++++ Material provided ++++

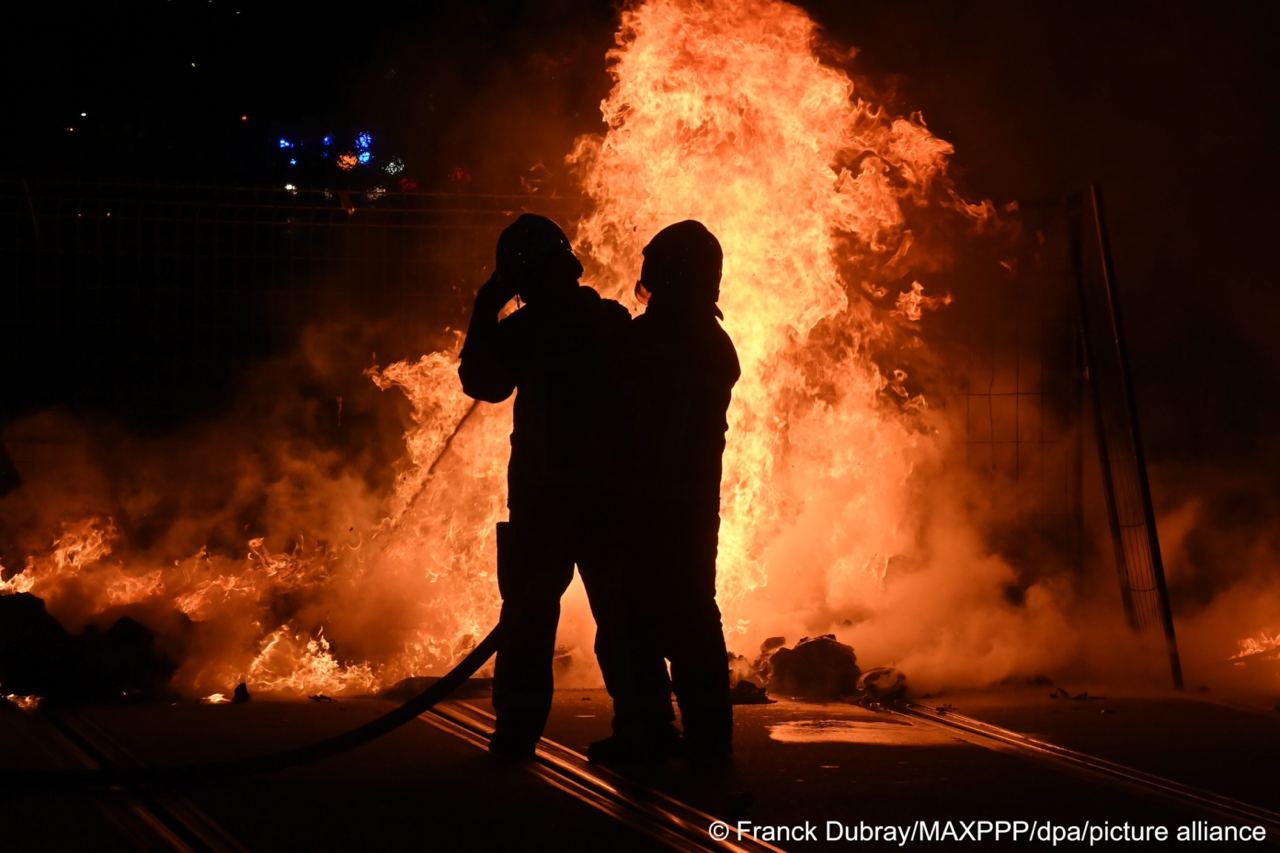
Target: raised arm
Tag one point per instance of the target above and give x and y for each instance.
(484, 366)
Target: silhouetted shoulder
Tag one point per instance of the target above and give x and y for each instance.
(726, 354)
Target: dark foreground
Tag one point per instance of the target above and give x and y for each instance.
(810, 770)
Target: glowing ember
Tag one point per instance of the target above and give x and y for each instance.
(1260, 643)
(23, 702)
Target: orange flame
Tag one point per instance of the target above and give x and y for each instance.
(722, 110)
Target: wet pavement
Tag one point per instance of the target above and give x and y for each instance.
(796, 763)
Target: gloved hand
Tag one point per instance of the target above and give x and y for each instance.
(494, 293)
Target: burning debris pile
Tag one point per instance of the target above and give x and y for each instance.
(839, 217)
(40, 657)
(816, 669)
(840, 502)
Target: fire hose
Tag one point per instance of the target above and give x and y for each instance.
(284, 758)
(269, 762)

++++

Line by line, write out the data above exactly, without the pictures.

Target: raised arm
Tag one point per instance of the target above and give x and y for each instance.
(484, 366)
Target: silhouetted shoulder
Tag one point per instance of the target above and give x and y for each instance.
(726, 354)
Target: dark foreground
Tag one point per instance of the target above and give x and y for each instance.
(810, 770)
Target: glowing ember
Tag one point per instance of the target above and give x and y for each instance.
(1260, 643)
(23, 702)
Target: orange flame
Tag one point per instance of the target above and give x and y for each instance.
(722, 110)
Target: wet pavement
Tag one point per instance of the target above and give x and y for each instance.
(796, 763)
Target: gloved hand
Tag one point per instance of the target above and give x and y for each instance.
(494, 293)
Target: burning debris pile
Tag one point per instance of the target above and give x and y for each instance.
(839, 217)
(40, 657)
(816, 669)
(840, 502)
Target: fire hose
Tag one point per instance of the target above and give x and y for each instance.
(284, 758)
(269, 762)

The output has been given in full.